__SELECTION__.
The next man to take on the press was Calvin Coolidge. On the surface, you would think Coolidge relished the spotlight. He held seven or eight events a month and over his two terms, he held an astonishing five-hundred and twenty press conferences. He made sure the reporters assigned to him were comfortable both at the White House and during travel. He, like Harding before him timed his sessions so the reporters could make the deadlines for the morning or evening editions. However, like Harding, the back and forth sessions were more back than forth. Coolidge was even mort assertive in his authority over the press conference. He would look over the pre-written questions and sometimes, he would read a question aloud before - without comment - he would place it on the bottom of the stack, never to be heard again. Coolidge did take the process a little closer to the future by allowing several follow-up questions. This would carry over into Herbert Hoover's administration and flourish even more until a fateful day in October, 1929.
Hoover met with reporters on the very day of his inauguration and said that with him would begin "a new phase of press relations." He had the reporters elect their own committee to meet with the President to discuss improvements in the press conference. Hoover abolished the "White House spokesman" and allowed reporters to directly quote him and he distributed handouts of statements he would read to the press . He, did however, still require written questions in advance. This continued throughout the first 120 days of Hoover's administration and during that time, he held more frequent and regular press conferences than any President before or since. Then came October 29, 1919 - Black Tuesday.

__Records contained in a dataset__.
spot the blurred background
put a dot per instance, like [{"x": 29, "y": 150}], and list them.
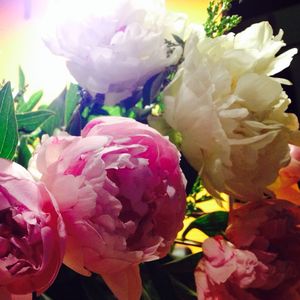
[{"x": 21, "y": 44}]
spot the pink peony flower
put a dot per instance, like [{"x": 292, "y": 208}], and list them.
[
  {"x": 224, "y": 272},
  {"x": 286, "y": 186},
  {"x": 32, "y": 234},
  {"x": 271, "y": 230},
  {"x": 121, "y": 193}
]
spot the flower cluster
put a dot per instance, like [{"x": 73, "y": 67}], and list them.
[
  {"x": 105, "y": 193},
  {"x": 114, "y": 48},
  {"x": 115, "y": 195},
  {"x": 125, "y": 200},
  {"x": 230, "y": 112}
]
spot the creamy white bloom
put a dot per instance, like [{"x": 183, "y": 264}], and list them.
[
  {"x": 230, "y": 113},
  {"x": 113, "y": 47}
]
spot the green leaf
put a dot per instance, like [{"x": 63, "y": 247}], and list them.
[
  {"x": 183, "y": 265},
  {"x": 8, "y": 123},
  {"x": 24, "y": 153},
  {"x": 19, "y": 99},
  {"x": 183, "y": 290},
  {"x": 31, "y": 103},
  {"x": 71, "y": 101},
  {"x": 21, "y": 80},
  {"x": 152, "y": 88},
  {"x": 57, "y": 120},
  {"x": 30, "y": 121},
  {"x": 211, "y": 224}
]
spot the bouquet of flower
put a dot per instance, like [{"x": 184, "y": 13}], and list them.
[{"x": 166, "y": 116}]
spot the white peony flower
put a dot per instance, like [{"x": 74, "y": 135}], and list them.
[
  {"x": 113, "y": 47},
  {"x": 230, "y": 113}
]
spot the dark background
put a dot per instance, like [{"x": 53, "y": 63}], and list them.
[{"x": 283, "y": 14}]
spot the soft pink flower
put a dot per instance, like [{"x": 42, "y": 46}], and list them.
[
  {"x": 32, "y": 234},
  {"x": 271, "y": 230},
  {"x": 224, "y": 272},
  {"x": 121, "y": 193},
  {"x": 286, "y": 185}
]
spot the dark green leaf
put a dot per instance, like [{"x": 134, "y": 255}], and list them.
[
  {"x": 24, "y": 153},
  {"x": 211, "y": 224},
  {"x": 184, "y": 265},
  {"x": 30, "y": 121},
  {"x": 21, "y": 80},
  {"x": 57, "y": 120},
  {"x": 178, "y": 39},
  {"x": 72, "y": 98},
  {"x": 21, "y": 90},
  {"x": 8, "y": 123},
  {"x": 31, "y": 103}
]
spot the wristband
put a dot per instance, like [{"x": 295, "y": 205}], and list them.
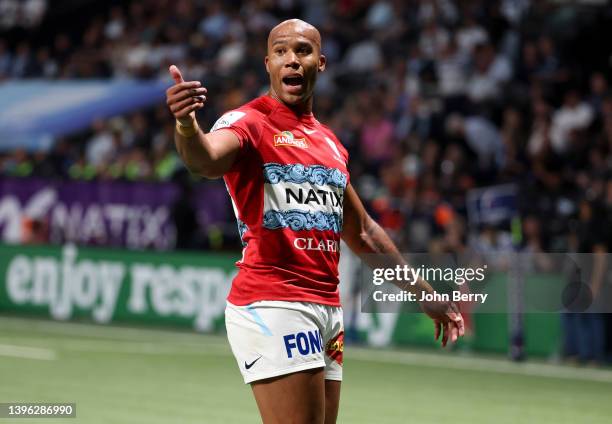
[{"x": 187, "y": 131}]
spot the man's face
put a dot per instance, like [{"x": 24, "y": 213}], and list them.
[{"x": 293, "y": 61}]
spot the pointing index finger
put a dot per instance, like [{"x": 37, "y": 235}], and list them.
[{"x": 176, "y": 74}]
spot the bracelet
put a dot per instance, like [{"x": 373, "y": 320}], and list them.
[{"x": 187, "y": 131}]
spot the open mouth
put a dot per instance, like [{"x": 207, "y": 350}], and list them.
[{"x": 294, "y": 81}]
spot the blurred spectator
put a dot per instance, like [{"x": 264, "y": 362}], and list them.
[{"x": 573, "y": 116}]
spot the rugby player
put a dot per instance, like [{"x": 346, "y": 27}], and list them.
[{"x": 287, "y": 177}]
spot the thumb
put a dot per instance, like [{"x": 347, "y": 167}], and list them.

__WHAT TO PRODUCE__.
Continue the passage on presidential press conferences from the point where it stops, beginning after its final sentence.

__ANSWER BELOW__.
There were immediate changes in the procedures for a press conference. He broke the then established rule of equal access and, like Teddy Roosevelt had been prone to do, began screening out those reporters he was suspicious of. Cancellations of scheduled press conferences became increasingly frequent . In September, the were effectively over. . While Coolidge had ignored some questions, Hoover even had the audacity to deny ever receiving certain questions in spite of the word of several respected reporters. Transcripts of later Hoover Press Conferences would show him making a few statements, said he had received no questions - or in many cases say he wasn't prepared to answer any questions - then telling the reporters they could be dismissed.
Roosevelt had been able to get away with simply passing along statements for his own good.. Teddy could hold their attention and (in many cases) mesmerize members of the press. Hoover lacked both the personality and celebrity of TR. It would take one of Teddy's distant relatives to reign in an era of unprecedented contact between the press and the commander-in-chief.
Franklin Delano Roosevelt was an extremely intelligent man who witnessed Hoover's poor relationship with the press and was determined to be heard by the general public. He was also smart enough to know that as vicious as many reporters could be, they would also be the first in line to break news that would be good for the morale of a nation. And this was never more important than when facing down Hitler and the relentless power of Japan. FDR held press conferences twice a week, every week. This continued during war and his own declining health for nine-hundred and ninety-two sessions. Roosevelt, like his distant cousin, could charm the press with his easy going manner, a quick wit, and an astounding knowledge of government and the world at large. He turned his press conferences into successful classrooms that educated both reporters and the public at large and thus influencing public opinion. He referred to the press corps as his family.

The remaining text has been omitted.